Text shown:
[Start]
Stephens Waring Yacht Design provided innovative composite construction details that hybridize wood and fiberglass into a contemporary build method. For custom projects, this approach delivers substantial value and cost savings over molded methods.


For this new project, Lyman-Morse is employing a new overhead crane system to facilitate an ergonomically efficient building environment for the boat building crew. Taking the module-building practice employed on Anna to the next level, they will build the hull in four separate parts:

  • The bottom module, which is about 50’ in length by 15’ in width that includes the stem of the boat

  • Both topsides sections, port and starboard, that run from the stem aft to the transom

  • The curved transom section


The process starts with the jig that was precisely cut by Lyman-Morse’s Haas GR-712 CNC machine from direct digital inputs. Once assembled, the jig yields such a perfect form that the wooden sheathing for the bottom along with the pre-made curved transom can be installed.
[End]
Recorded information:
[Start]
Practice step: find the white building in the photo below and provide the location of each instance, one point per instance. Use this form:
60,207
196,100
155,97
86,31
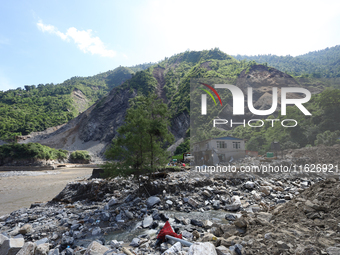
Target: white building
216,150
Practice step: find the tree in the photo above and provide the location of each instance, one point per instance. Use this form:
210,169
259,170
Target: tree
139,147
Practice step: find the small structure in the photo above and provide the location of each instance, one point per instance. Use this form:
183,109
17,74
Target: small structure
216,150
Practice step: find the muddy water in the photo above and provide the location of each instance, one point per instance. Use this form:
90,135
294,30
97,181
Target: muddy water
135,229
18,191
[End]
Tasks to perform:
a: Answer these about the text on the Lyman-Morse hull build:
(i) Which firm provided the composite construction details that hybridize wood and fiberglass?
(ii) What are the approximate dimensions of the bottom module?
(iii) Which machine cut the jig?
b: Carry the text on the Lyman-Morse hull build forward from its last sentence.

Exercise answers:
a:
(i) Stephens Waring Yacht Design
(ii) About 50’ in length by 15’ in width
(iii) Lyman-Morse’s Haas GR-712 CNC machine

b:
Meanwhile, the tricky internal longitudinal structural stringers, using CNC machined foam formers that have their structural epoxy laminate completed, are constructed simultaneously with the bottom sheathing. To eliminate the ergonomically difficult work of working on an upside-down part, the bottom is lifted off the jig using the overhead crane, rotated to the upright orientation and placed in a cradle which then allows the inner structural laminate to be installed and epoxy-infused.

Next the pre-made internal longitudinal stringers are lifted and placed in reliefs that have been machined into the jig to perfectly locate them in the hull. Then the bottom, with its inner skin installed, is lifted, rotated back to the inverted orientation, and put back on the jig. An epoxy adhesive is used to bond the longitudinals to the hull bottom.

The topside planking follows, finishing up with a structural epoxy-impregnated laminate as the outer skin for even distribution and incredible strength. After the hull is rotated to the upright position and the jig removed, the topsides will have their structural inner skin vacuum bagged in place and the joints between the four separate parts will be joined together, creating a structural monocoque assembly.


This design and build is perfect for weekend cruising and entertaining, the Hood 57 will feature custom titanium hardware and a titanium spiral stair leading to the flydeck. These elements will be constructed at Lyman-Morse Fabrication. The 57's open-format cockpit with direct access to the water and dock, along with well-founded accommodations for four, will ensure fun times on the water for family and friends.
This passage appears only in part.